Gather every line from the entries below that includes "above".

[[ DATASET CONTENT open ]]

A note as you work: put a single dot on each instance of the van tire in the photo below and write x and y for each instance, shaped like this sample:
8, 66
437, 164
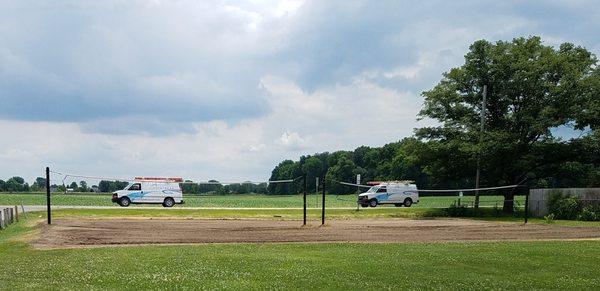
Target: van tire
124, 201
169, 202
373, 203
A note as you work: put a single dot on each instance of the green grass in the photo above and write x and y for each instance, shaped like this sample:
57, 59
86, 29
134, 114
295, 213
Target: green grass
454, 266
270, 201
314, 214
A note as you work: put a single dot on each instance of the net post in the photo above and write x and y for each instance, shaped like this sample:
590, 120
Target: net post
526, 204
48, 210
323, 202
304, 200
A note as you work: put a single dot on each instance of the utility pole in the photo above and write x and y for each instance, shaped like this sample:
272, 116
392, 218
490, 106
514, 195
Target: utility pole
483, 107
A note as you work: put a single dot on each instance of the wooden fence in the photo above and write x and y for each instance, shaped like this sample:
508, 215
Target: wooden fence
538, 198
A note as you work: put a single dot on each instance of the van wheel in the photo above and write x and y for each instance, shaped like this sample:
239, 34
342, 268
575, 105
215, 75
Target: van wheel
124, 201
169, 202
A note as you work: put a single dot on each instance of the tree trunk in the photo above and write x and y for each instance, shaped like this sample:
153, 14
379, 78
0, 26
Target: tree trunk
509, 202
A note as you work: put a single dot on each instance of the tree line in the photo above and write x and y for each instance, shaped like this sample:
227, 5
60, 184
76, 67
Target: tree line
18, 184
532, 92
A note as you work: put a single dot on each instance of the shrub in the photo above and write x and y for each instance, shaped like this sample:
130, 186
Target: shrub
563, 206
549, 219
590, 213
458, 210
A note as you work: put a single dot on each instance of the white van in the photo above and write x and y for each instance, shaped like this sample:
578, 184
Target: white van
165, 191
399, 193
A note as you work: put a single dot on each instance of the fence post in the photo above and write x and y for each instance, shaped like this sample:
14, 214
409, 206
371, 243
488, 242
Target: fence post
526, 205
48, 195
304, 200
323, 202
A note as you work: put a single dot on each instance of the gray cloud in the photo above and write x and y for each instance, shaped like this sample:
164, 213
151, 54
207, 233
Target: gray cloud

[[ DATASET CONTENT closed ]]

### ANSWER BELOW:
A note as you work: put a single dot on each instance of the green grass in the photo above and write x and y for each instance, shaped like this sample:
A note as you work: put a single dot on each instance of the net post in the photo above and write x and y for each instance, shaped like this sample:
A note as you work: put a single dot on each instance of the utility pole in the photo above and write x and y for each instance, shaped like this sample:
A note as you work: put a single dot on each instance of the wooden fence in the photo above and write x and y for each instance, shaped like this sample:
A note as you work: put a single dot on each instance of the van wheel in the photo above and write x and y for each instance, shaped like this sample:
A note as you work: put a single dot on each instance of the tree trunk in the photo above and write x and y for each instance, shaped like this sample:
A note as you work: put a single dot on each instance of the tree line in the photo above and write x and y for each instance, shaped like this sample:
A note as you work: put a single dot on each instance of the shrub in the photo above and write x and y for each instance, shaped like this sample:
A note as you work: put a single dot on each instance of the white van in the photo above and write x and y for each instance, shaped like this sample:
A note as you work: put a single dot on each instance of the fence post in the photo above and write x and y for each instance, shaped like this sample:
A note as you work: put a single dot on each instance of the gray cloud in the photo above and write x and y for each instance, shaped like this sample:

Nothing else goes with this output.